Count the lines in the material below that contain the string "building", treating uppercase and lowercase as different. Reply with only that number.

[Object pointing data rows]

--*--

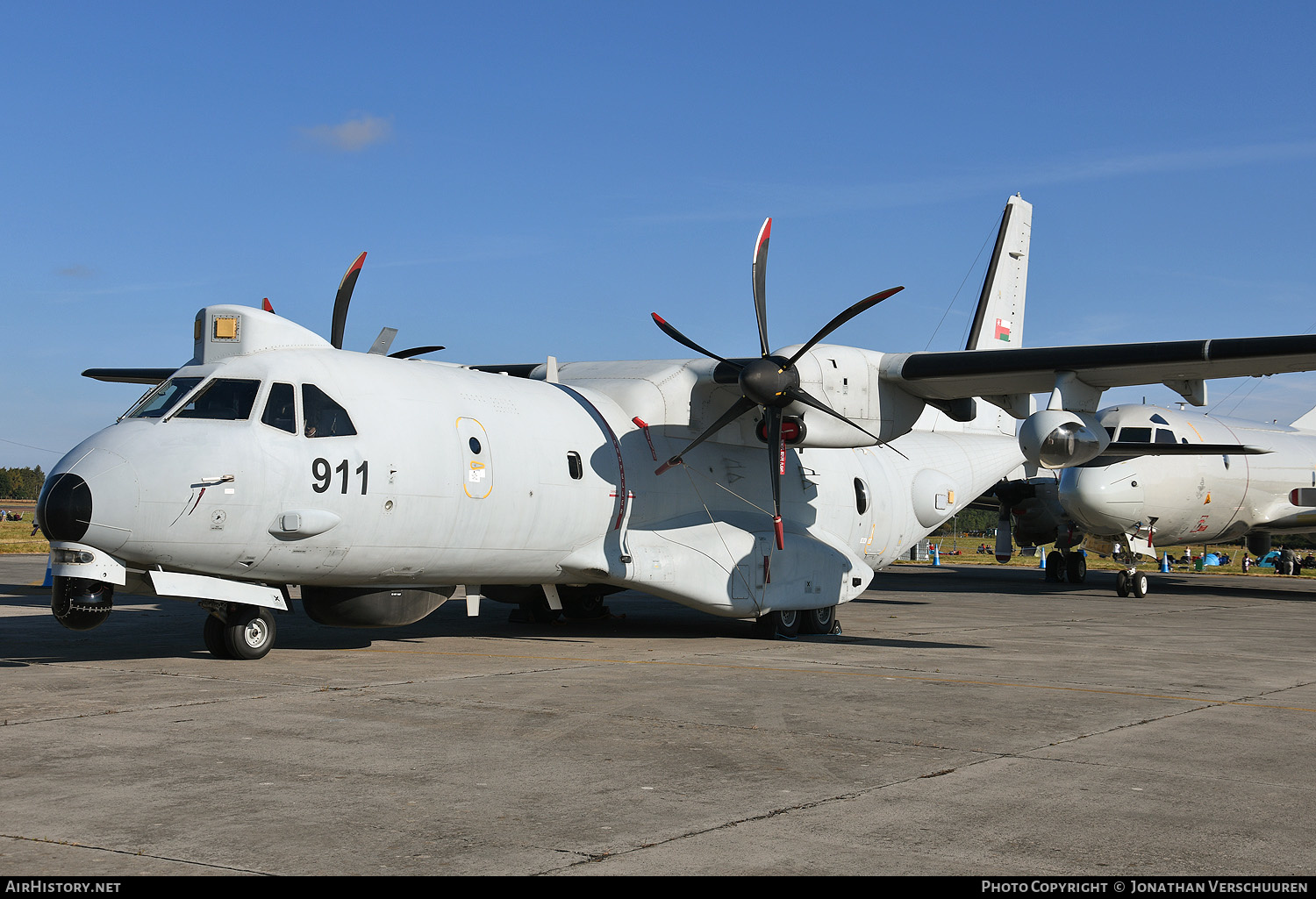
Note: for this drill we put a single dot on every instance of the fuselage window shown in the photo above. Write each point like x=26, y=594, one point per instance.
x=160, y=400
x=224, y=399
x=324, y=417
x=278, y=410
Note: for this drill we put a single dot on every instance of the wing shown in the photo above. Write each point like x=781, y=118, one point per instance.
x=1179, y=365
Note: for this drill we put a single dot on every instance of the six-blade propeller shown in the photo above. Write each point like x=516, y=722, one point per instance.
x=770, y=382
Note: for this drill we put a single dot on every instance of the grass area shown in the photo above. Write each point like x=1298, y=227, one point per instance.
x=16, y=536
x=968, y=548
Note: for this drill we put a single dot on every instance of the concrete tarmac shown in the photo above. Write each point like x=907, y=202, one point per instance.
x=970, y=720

--*--

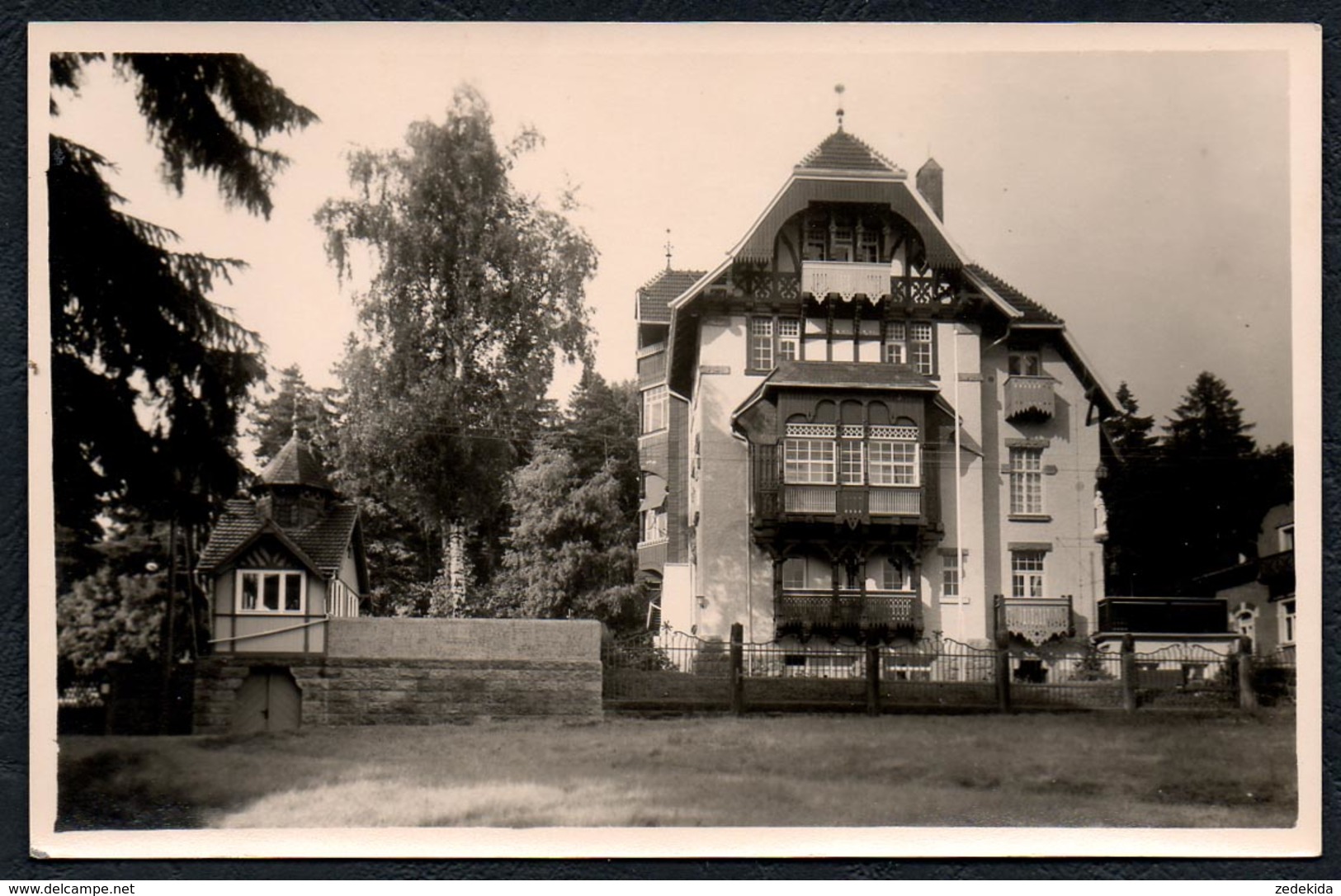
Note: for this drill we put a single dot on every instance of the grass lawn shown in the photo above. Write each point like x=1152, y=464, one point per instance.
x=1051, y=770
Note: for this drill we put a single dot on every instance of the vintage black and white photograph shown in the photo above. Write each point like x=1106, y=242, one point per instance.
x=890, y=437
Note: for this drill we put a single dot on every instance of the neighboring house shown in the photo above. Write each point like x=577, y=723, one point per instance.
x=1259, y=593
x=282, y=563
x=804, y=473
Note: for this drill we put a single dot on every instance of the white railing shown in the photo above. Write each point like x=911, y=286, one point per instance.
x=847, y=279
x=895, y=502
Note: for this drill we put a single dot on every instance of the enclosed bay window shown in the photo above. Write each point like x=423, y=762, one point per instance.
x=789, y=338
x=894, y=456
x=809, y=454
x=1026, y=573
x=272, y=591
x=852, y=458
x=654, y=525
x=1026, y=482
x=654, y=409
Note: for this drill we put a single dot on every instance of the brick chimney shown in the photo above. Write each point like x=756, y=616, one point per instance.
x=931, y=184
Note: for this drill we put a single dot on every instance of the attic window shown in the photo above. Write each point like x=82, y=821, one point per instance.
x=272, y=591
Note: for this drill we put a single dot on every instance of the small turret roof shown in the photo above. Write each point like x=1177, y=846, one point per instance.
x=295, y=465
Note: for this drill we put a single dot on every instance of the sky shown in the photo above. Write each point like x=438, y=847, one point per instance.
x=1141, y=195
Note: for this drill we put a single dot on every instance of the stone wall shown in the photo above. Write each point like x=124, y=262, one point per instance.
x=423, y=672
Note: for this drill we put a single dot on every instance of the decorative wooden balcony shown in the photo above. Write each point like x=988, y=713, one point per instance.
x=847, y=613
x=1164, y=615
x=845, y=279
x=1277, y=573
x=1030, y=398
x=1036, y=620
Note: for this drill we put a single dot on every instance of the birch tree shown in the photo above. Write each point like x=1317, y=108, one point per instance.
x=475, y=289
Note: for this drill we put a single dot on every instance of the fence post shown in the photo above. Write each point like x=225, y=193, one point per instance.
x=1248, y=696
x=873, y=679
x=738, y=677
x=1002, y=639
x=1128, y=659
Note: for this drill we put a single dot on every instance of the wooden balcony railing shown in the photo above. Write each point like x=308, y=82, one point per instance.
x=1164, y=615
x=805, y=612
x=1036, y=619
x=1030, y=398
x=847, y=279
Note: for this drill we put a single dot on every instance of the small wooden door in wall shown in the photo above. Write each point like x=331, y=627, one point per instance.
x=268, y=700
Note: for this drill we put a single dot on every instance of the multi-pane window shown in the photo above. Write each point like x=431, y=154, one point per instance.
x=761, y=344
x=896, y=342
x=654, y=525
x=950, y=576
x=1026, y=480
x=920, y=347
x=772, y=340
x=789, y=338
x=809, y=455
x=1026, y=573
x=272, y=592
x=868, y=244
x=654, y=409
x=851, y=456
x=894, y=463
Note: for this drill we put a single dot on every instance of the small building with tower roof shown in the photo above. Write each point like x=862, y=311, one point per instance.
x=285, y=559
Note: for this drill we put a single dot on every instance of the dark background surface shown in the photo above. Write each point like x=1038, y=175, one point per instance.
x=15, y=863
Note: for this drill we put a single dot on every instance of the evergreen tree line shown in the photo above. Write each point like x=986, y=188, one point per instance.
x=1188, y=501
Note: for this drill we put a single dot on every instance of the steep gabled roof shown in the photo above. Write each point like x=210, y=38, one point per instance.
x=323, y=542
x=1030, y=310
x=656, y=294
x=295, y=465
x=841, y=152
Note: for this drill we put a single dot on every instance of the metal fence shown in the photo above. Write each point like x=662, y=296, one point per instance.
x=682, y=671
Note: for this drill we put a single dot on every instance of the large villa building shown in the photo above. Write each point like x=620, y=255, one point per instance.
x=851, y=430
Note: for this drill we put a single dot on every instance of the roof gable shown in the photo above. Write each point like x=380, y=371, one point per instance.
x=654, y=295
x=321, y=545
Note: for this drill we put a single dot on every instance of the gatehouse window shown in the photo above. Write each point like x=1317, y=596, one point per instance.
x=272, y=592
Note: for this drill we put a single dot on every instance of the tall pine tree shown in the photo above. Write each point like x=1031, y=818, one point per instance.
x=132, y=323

--*--

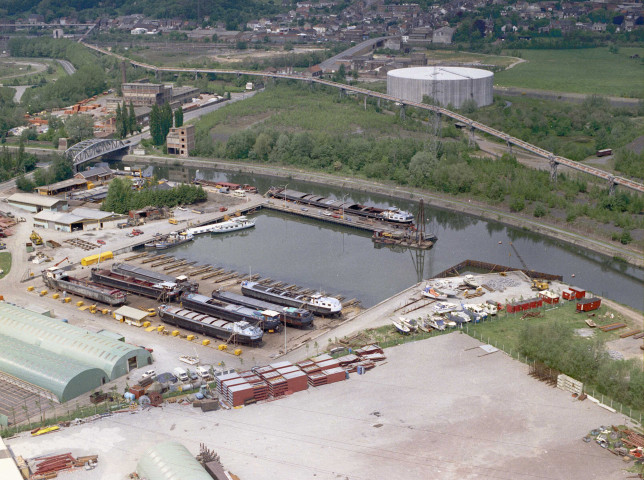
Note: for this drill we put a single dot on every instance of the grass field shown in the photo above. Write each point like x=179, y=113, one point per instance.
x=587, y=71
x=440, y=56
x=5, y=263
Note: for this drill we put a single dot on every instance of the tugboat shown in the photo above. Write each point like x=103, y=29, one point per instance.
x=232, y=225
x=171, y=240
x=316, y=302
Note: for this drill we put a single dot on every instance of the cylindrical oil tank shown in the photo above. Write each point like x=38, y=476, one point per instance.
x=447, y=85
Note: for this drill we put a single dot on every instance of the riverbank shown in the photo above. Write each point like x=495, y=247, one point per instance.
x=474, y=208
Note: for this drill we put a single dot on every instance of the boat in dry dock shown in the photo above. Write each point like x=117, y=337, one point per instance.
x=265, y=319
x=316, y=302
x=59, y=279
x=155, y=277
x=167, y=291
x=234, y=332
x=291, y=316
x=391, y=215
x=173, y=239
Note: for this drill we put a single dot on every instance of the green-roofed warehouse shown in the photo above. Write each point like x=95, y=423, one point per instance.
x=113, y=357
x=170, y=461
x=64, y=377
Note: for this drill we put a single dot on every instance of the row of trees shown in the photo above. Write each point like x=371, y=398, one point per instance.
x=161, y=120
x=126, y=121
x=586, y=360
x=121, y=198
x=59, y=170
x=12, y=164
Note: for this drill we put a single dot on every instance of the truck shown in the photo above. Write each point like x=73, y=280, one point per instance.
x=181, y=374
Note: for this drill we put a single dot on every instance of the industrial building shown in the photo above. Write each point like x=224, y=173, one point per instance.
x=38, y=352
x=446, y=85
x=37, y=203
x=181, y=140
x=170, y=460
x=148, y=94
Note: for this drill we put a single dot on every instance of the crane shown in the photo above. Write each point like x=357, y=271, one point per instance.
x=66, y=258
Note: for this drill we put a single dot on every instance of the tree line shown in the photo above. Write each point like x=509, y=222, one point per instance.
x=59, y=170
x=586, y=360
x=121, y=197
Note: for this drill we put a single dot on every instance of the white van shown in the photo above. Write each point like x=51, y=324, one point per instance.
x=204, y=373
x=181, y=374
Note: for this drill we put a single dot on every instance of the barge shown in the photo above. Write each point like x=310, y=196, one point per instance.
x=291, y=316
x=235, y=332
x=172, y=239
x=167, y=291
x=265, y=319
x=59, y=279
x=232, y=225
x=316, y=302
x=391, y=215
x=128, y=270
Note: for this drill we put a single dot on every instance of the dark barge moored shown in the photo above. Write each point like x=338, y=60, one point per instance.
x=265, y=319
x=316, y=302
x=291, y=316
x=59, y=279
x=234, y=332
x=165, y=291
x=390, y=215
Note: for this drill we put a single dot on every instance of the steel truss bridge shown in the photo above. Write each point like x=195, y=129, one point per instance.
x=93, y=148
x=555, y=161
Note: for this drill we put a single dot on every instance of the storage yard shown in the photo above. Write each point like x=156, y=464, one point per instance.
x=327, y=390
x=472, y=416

--*--

### THE ANSWER
3